**PROBLEM**
Without including any images, please transcribe all the lines below exactly.

**MATERIAL FOR THIS TASK**
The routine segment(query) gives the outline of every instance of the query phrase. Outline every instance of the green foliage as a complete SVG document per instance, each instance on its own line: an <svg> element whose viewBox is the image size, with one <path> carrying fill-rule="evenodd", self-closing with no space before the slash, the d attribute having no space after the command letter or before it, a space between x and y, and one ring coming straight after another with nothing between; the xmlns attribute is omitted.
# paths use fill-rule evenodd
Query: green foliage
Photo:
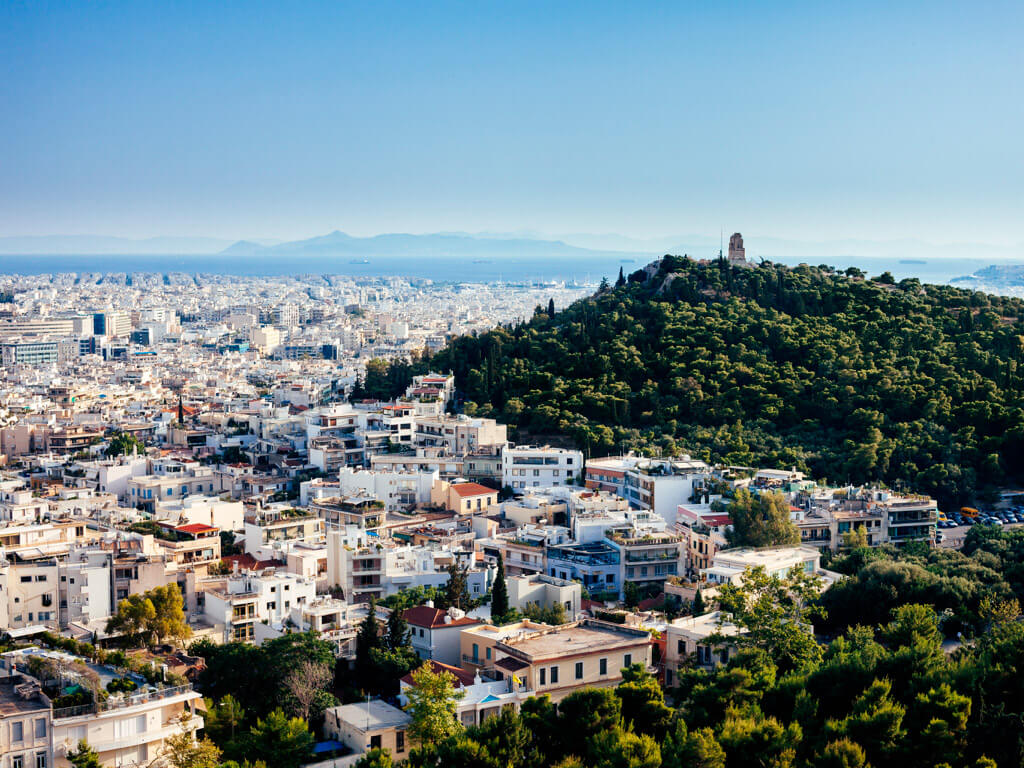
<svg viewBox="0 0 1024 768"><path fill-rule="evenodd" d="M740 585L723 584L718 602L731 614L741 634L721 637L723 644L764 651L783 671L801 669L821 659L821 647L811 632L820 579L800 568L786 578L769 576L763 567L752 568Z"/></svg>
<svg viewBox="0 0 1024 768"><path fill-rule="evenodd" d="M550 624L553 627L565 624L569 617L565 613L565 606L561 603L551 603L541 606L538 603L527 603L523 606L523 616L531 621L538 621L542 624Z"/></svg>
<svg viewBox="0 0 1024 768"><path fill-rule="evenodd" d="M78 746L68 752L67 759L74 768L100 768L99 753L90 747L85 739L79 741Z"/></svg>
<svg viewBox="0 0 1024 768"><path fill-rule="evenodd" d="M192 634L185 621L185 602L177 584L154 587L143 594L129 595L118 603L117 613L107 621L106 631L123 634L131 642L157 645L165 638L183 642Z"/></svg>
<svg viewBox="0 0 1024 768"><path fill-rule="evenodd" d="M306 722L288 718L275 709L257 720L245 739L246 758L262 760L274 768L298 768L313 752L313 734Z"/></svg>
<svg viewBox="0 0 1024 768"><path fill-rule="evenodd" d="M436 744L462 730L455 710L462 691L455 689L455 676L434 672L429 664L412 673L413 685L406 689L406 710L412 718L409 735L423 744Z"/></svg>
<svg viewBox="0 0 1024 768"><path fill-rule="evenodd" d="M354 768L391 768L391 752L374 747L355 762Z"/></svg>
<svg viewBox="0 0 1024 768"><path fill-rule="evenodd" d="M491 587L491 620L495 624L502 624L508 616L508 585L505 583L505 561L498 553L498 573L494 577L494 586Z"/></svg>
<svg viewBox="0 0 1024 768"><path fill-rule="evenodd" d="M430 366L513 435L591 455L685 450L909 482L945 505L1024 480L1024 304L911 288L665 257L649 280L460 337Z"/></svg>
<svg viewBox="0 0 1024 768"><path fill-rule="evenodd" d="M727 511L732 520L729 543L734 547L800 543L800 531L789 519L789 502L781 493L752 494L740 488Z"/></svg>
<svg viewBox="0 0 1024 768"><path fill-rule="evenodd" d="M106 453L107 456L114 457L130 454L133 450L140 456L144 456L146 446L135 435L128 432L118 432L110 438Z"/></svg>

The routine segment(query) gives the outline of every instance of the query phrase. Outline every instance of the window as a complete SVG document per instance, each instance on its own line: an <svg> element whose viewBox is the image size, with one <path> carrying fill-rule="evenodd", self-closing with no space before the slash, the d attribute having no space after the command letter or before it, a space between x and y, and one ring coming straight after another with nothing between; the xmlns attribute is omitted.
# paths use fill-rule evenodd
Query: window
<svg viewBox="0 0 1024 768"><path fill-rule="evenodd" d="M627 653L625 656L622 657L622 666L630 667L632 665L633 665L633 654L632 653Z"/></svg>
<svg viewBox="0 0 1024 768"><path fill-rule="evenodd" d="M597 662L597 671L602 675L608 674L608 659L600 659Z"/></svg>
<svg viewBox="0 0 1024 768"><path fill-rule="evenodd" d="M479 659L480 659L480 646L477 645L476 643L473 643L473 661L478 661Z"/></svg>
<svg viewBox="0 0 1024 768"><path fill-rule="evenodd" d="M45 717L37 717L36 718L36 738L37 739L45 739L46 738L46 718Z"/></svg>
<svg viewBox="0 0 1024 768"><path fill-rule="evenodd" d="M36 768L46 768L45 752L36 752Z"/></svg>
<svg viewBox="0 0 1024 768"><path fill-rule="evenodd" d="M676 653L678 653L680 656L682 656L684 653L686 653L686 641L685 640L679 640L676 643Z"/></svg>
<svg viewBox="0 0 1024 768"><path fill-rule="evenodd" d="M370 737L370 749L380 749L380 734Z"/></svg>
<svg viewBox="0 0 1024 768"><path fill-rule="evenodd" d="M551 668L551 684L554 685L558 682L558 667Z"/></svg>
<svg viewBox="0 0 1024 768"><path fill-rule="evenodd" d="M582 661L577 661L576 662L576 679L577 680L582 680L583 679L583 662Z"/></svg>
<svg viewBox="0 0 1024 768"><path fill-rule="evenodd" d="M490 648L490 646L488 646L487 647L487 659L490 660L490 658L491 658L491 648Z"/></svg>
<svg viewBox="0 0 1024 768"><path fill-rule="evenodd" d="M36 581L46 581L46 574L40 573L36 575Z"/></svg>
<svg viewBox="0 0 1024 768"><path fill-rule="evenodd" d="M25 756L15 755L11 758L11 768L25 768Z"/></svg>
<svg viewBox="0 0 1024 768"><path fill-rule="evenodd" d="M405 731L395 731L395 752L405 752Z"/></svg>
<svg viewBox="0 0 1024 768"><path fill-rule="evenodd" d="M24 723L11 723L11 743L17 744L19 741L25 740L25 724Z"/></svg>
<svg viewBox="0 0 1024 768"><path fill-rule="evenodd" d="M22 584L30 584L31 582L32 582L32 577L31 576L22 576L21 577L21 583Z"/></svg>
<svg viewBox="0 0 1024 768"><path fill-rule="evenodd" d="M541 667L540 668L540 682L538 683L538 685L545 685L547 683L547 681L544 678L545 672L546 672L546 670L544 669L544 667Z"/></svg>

**EXERCISE SOLUTION**
The routine segment(query) gives the outline of every instance of the query phrase. Outline every instance of the green foliage as a complete SVG document per instance, each instance on its own line: an <svg> element whose viewBox is the image size, with one <path> carrying fill-rule="evenodd", self-closing with no space before the slash, the d attribute having no space after the command letter or before it, a space between x and y, and one ring coming straight after another with nothing between; the xmlns attribute is omitted.
# paths use fill-rule evenodd
Query: green foliage
Photo:
<svg viewBox="0 0 1024 768"><path fill-rule="evenodd" d="M740 585L723 584L718 602L731 614L741 634L721 637L723 644L764 651L783 671L801 669L821 659L821 647L811 632L820 579L800 568L786 578L769 576L763 567L752 568Z"/></svg>
<svg viewBox="0 0 1024 768"><path fill-rule="evenodd" d="M550 624L553 627L565 624L569 617L565 613L565 606L561 603L551 603L541 606L538 603L527 603L523 606L523 616L531 621L538 621L542 624Z"/></svg>
<svg viewBox="0 0 1024 768"><path fill-rule="evenodd" d="M78 746L68 752L67 759L74 768L100 768L99 753L90 747L85 739L79 741Z"/></svg>
<svg viewBox="0 0 1024 768"><path fill-rule="evenodd" d="M192 634L185 621L185 602L177 584L154 587L143 594L129 595L118 603L117 613L107 621L106 631L123 634L131 642L157 645L165 638L183 642Z"/></svg>
<svg viewBox="0 0 1024 768"><path fill-rule="evenodd" d="M306 722L288 718L275 709L257 720L245 739L246 758L262 760L274 768L298 768L313 752L313 734Z"/></svg>
<svg viewBox="0 0 1024 768"><path fill-rule="evenodd" d="M436 744L462 730L455 710L462 691L455 689L455 676L434 672L429 664L412 673L413 685L406 689L406 710L412 718L409 735L423 744Z"/></svg>
<svg viewBox="0 0 1024 768"><path fill-rule="evenodd" d="M354 768L391 768L391 752L374 747L355 762Z"/></svg>
<svg viewBox="0 0 1024 768"><path fill-rule="evenodd" d="M491 587L491 620L495 624L502 624L508 616L508 585L505 583L505 561L498 553L498 573L494 577L494 586Z"/></svg>
<svg viewBox="0 0 1024 768"><path fill-rule="evenodd" d="M430 366L513 435L591 455L685 450L909 482L945 505L1024 480L1024 304L911 288L665 257L649 280L460 337Z"/></svg>
<svg viewBox="0 0 1024 768"><path fill-rule="evenodd" d="M727 511L732 520L729 543L734 547L800 543L800 531L789 519L789 502L781 493L752 494L740 488Z"/></svg>
<svg viewBox="0 0 1024 768"><path fill-rule="evenodd" d="M106 453L107 456L114 457L130 454L133 450L140 456L144 456L146 446L135 435L128 432L118 432L110 438Z"/></svg>

The routine segment(query) gives the outline of every instance of the query phrase. Outline every instance of the window as a complete SVG document per instance, each instance on its own line: an <svg> element whose viewBox is the image size, with one <path> carrying fill-rule="evenodd", self-closing with no space before the slash, the d attribute having no space after the command letter or before it, a space between x and y, and one ring coming straight after another with nothing between; the xmlns attribute is omitted.
# paths use fill-rule evenodd
Query: window
<svg viewBox="0 0 1024 768"><path fill-rule="evenodd" d="M627 653L625 656L622 657L622 666L630 667L632 665L633 665L633 654L632 653Z"/></svg>
<svg viewBox="0 0 1024 768"><path fill-rule="evenodd" d="M597 662L597 671L602 675L608 674L608 659L600 659Z"/></svg>
<svg viewBox="0 0 1024 768"><path fill-rule="evenodd" d="M479 659L480 659L480 646L477 645L476 643L473 643L473 661L478 661Z"/></svg>
<svg viewBox="0 0 1024 768"><path fill-rule="evenodd" d="M45 717L37 717L36 718L36 738L37 739L45 739L46 738L46 718Z"/></svg>
<svg viewBox="0 0 1024 768"><path fill-rule="evenodd" d="M36 768L46 768L45 752L36 752Z"/></svg>
<svg viewBox="0 0 1024 768"><path fill-rule="evenodd" d="M676 653L678 653L680 656L682 656L684 653L686 653L686 641L685 640L679 640L676 643Z"/></svg>
<svg viewBox="0 0 1024 768"><path fill-rule="evenodd" d="M370 737L370 749L380 749L380 734Z"/></svg>
<svg viewBox="0 0 1024 768"><path fill-rule="evenodd" d="M551 668L551 684L554 685L558 682L558 667Z"/></svg>
<svg viewBox="0 0 1024 768"><path fill-rule="evenodd" d="M582 661L577 661L576 662L576 679L577 680L582 680L583 679L583 662Z"/></svg>
<svg viewBox="0 0 1024 768"><path fill-rule="evenodd" d="M490 648L490 646L488 646L487 647L487 659L490 660L490 658L491 658L491 648Z"/></svg>
<svg viewBox="0 0 1024 768"><path fill-rule="evenodd" d="M36 581L46 581L46 574L40 573L36 575Z"/></svg>
<svg viewBox="0 0 1024 768"><path fill-rule="evenodd" d="M25 756L15 755L11 758L11 768L25 768Z"/></svg>
<svg viewBox="0 0 1024 768"><path fill-rule="evenodd" d="M405 731L395 731L395 752L405 752Z"/></svg>
<svg viewBox="0 0 1024 768"><path fill-rule="evenodd" d="M24 723L11 723L11 743L17 744L19 741L25 740L25 724Z"/></svg>
<svg viewBox="0 0 1024 768"><path fill-rule="evenodd" d="M22 584L30 584L31 582L32 582L32 577L31 576L22 576L21 577L21 583Z"/></svg>
<svg viewBox="0 0 1024 768"><path fill-rule="evenodd" d="M541 667L540 668L540 682L538 683L538 685L545 685L547 683L547 681L544 678L545 672L546 672L546 670L544 669L544 667Z"/></svg>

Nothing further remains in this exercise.